## [Task to carry out]
Can you reproduce word for word the part of the rows that opens with the line containing "Within an <instance>" and closes with the line containing "positive clicks: (337, 190)", both of those lines included?

====== Input data

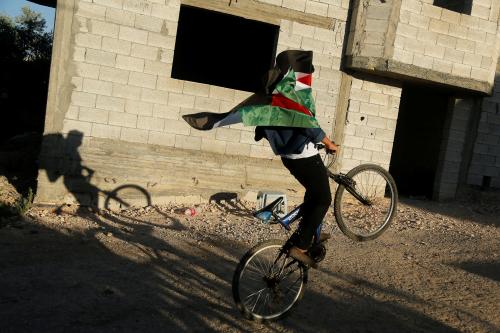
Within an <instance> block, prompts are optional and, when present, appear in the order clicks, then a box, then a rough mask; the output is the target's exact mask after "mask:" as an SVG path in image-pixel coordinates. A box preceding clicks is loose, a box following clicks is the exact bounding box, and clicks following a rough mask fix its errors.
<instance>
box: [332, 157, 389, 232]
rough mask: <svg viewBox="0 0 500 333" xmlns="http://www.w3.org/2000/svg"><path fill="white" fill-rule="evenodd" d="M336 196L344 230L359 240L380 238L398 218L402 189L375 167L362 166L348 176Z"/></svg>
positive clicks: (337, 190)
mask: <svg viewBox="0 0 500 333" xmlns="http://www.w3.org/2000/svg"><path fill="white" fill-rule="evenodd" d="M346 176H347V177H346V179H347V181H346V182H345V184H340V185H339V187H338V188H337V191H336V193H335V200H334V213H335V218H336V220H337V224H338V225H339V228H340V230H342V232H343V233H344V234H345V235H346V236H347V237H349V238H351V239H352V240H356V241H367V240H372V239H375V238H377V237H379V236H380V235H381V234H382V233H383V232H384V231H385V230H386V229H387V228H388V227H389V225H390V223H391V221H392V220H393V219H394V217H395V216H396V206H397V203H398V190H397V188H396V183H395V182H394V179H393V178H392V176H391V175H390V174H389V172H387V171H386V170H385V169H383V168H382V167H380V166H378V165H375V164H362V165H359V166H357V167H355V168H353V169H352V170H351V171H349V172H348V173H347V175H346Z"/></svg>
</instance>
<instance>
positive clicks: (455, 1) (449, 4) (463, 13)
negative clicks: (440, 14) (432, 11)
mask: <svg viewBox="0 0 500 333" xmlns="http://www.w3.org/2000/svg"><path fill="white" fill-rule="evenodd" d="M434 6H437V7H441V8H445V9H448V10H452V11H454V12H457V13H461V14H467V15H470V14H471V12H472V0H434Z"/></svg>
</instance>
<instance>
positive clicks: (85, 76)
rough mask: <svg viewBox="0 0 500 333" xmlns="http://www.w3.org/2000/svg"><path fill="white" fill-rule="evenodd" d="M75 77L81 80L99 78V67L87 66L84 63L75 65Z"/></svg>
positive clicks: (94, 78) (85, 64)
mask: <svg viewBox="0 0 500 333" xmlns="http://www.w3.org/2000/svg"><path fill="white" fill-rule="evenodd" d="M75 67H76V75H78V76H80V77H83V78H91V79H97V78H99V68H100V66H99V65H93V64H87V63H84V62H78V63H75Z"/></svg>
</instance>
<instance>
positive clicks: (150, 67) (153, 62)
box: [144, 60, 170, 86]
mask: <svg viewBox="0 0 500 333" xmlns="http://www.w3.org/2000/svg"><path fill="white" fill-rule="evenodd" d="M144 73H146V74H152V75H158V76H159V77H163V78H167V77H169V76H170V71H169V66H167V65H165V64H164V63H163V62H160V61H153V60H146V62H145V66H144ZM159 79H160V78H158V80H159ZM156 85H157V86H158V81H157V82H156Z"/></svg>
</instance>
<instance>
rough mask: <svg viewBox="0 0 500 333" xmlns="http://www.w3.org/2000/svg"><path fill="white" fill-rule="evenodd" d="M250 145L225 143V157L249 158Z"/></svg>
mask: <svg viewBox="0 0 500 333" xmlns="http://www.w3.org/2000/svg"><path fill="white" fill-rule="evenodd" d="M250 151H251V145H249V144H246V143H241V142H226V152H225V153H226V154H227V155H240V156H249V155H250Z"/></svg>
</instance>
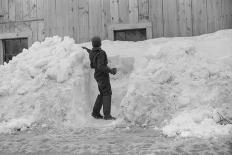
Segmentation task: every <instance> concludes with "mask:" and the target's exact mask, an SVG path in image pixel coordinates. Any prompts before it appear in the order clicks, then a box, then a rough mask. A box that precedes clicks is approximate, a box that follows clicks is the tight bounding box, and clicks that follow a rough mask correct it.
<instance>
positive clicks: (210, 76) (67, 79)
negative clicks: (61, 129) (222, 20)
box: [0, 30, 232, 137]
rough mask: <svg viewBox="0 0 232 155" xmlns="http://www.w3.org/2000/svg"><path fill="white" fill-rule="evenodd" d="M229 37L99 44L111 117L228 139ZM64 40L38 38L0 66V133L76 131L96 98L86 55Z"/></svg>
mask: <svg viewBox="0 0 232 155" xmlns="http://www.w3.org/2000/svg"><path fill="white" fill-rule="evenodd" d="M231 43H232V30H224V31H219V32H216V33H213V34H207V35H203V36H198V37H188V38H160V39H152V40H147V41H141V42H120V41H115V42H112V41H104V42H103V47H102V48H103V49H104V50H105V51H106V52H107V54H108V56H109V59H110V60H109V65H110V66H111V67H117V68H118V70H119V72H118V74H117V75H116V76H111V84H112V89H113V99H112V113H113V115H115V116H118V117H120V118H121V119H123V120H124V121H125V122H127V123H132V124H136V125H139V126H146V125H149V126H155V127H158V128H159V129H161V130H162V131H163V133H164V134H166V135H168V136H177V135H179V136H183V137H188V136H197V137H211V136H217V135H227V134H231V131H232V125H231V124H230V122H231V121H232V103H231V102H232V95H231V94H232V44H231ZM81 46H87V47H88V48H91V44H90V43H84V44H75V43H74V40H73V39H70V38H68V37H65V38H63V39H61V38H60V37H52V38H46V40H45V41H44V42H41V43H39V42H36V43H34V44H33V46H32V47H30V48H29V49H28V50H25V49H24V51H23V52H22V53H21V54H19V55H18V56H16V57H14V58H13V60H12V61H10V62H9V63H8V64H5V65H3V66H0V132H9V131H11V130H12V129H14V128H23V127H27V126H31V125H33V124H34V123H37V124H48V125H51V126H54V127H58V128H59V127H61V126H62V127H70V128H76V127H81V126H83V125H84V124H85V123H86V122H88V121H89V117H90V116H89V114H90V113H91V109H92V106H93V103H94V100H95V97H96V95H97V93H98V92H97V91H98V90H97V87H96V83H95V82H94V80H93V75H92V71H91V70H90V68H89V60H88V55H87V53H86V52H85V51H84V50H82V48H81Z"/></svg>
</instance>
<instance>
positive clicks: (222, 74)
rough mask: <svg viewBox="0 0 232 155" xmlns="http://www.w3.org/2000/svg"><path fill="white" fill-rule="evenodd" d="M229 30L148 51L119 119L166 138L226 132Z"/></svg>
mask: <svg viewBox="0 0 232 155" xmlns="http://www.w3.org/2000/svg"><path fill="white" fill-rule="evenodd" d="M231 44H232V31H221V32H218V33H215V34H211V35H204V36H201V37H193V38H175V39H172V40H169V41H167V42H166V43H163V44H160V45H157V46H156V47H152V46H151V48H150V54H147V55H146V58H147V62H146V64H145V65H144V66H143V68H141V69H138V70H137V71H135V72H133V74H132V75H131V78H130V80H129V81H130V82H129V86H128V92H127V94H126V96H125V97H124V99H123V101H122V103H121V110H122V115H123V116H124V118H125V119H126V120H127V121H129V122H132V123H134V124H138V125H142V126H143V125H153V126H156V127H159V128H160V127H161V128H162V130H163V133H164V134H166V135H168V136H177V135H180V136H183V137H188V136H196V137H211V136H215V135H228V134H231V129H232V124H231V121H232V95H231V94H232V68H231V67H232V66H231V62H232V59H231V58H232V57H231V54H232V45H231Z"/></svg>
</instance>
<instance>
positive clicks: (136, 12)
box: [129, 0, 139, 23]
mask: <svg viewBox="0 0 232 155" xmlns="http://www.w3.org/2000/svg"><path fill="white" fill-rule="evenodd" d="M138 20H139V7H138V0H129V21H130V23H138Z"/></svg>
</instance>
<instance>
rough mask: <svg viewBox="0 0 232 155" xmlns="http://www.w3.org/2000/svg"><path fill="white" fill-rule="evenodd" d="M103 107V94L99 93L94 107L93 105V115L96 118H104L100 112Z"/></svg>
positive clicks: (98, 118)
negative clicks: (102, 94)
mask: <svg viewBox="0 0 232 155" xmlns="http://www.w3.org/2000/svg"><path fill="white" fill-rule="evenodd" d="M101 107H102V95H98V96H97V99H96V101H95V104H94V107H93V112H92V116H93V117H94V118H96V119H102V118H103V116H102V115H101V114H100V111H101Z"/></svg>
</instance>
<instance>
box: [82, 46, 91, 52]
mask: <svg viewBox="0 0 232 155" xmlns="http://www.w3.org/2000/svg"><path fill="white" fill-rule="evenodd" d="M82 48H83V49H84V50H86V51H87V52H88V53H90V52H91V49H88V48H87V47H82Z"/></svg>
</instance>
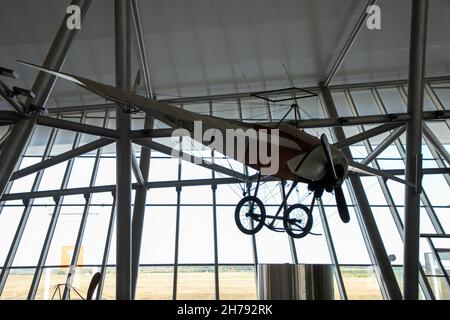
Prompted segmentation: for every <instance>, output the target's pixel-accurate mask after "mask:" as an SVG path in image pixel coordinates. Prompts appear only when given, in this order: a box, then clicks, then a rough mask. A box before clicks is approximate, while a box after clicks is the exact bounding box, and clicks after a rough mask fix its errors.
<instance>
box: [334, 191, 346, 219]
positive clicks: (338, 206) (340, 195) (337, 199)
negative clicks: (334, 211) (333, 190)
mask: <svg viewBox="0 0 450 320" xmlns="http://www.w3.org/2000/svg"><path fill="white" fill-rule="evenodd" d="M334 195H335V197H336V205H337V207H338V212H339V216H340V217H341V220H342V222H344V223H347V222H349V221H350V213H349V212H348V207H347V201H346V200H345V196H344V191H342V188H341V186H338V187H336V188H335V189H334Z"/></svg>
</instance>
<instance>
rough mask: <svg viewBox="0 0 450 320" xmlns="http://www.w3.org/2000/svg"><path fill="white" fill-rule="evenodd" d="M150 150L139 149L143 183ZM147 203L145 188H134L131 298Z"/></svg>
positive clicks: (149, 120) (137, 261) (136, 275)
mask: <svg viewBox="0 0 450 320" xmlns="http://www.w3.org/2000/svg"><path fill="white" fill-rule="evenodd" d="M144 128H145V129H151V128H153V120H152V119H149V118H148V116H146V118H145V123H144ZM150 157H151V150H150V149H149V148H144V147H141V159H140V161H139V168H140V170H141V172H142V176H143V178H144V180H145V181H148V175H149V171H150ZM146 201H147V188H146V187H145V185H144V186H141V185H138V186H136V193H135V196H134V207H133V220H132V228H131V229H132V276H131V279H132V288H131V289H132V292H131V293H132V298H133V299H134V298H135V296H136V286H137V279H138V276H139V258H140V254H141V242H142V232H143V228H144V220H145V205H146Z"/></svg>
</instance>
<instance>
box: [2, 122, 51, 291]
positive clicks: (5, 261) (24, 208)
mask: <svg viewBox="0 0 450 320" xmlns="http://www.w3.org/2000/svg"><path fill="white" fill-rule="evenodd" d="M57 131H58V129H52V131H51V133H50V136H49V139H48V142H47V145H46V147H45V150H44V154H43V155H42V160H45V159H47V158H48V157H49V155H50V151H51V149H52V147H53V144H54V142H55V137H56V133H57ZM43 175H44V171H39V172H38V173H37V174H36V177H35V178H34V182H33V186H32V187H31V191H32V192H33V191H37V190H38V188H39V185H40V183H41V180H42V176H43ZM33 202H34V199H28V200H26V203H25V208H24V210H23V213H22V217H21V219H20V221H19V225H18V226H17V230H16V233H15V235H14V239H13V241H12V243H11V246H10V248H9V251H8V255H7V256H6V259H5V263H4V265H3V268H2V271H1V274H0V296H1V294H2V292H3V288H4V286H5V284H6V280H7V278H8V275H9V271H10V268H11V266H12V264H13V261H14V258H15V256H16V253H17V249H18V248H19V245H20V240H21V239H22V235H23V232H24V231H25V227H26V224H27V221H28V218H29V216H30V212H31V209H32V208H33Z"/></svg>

============
====== Input data

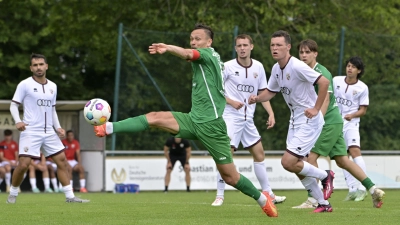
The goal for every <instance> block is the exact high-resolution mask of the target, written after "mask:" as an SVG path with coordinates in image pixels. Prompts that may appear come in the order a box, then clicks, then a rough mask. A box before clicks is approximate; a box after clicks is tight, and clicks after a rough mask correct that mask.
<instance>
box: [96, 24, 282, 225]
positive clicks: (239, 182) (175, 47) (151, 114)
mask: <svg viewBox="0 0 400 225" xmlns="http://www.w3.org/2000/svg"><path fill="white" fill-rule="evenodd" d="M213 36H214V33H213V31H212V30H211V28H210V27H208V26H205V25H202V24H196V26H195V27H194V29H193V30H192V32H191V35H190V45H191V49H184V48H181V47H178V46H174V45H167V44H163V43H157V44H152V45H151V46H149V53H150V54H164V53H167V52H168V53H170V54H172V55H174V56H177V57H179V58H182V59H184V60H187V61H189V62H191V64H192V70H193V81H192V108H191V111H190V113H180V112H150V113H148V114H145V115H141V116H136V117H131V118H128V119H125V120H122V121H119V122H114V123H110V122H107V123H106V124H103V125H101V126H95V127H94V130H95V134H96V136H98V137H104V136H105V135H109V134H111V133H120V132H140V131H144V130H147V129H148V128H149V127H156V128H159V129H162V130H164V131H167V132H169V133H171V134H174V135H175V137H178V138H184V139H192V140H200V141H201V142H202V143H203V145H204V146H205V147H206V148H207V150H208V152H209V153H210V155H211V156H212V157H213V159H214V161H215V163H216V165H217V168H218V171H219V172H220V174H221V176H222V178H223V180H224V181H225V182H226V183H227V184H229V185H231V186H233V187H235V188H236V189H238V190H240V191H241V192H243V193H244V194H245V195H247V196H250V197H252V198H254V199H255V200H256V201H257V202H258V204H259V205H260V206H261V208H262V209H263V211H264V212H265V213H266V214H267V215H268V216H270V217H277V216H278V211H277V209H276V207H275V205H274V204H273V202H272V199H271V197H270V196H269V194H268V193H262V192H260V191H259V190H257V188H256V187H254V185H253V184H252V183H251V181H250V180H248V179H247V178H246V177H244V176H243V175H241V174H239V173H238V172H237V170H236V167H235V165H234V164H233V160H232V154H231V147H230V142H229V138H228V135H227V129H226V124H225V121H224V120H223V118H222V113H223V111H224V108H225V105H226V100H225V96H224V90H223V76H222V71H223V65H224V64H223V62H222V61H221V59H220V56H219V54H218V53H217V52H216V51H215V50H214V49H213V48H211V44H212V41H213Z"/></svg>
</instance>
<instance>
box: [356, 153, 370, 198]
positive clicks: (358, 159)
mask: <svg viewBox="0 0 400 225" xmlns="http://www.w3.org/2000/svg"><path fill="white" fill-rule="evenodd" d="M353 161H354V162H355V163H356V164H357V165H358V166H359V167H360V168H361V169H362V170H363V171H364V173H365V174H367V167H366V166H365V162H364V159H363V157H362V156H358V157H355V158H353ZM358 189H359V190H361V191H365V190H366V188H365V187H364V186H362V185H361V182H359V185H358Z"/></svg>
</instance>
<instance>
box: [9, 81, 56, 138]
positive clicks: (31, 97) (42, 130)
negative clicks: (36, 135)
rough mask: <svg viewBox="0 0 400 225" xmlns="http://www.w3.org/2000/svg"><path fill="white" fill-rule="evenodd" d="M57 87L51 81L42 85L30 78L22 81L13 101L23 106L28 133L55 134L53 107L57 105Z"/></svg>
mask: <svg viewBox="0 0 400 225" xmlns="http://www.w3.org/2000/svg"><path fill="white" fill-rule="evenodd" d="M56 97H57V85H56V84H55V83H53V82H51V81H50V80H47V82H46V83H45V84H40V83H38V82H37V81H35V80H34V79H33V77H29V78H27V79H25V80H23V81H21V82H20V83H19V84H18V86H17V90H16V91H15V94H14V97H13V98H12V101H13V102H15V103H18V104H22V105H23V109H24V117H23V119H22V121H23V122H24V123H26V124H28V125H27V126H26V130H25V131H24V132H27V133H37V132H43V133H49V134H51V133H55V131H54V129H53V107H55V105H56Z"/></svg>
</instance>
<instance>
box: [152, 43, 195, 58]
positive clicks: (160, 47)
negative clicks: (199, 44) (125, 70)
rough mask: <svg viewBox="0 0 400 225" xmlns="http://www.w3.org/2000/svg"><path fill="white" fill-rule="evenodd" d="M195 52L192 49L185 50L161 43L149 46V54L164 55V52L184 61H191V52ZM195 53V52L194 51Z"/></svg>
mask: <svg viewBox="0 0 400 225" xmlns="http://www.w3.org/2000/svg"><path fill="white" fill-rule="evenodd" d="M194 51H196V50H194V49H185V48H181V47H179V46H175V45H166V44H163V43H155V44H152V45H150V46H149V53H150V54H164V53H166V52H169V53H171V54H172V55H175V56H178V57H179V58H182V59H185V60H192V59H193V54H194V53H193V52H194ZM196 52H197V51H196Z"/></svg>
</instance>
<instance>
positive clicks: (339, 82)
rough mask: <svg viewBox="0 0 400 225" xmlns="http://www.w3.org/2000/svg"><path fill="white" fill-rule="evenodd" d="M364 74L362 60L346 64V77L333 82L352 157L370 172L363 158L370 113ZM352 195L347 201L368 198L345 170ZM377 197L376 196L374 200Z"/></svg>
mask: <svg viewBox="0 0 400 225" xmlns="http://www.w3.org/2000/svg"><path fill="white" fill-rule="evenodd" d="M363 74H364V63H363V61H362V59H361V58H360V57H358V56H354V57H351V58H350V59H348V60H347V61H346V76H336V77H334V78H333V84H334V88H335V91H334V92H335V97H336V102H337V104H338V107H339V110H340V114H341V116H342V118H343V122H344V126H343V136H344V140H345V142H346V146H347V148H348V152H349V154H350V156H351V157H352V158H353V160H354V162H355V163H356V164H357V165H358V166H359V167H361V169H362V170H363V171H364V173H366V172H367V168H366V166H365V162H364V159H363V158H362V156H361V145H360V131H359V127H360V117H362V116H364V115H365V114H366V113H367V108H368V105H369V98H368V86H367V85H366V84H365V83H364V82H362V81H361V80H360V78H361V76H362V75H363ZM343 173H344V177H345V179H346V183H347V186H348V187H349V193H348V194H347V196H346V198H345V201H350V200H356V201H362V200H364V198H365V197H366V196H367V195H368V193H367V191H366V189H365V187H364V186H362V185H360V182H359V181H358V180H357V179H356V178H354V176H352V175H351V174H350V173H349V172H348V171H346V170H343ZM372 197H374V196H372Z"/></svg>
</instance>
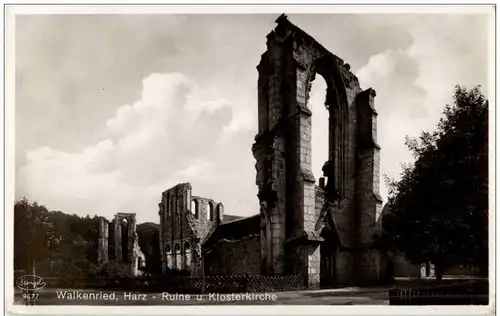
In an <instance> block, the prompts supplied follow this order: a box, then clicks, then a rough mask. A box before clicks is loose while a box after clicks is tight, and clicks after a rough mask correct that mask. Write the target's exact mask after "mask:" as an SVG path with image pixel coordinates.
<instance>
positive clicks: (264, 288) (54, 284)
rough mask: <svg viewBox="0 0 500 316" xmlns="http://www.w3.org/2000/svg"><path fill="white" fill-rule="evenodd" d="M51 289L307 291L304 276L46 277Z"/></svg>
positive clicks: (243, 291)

============

## [Answer area]
Within an <instance> block, prompts are optional and, when present, appear in the order clicks, then a box, then a rough mask; the output is the target's exact mask after "mask:" as an SVG path in image-pixel coordinates. A box preceding clicks is loose, a box following clicks is the exact bounding box, and clicks following a rough mask fix its errors.
<instance>
box: [332, 157, 389, 232]
rough mask: <svg viewBox="0 0 500 333" xmlns="http://www.w3.org/2000/svg"><path fill="white" fill-rule="evenodd" d="M336 196L344 230L359 240L380 238L398 218L402 189L375 167L362 166L348 176Z"/></svg>
positive clicks: (337, 190)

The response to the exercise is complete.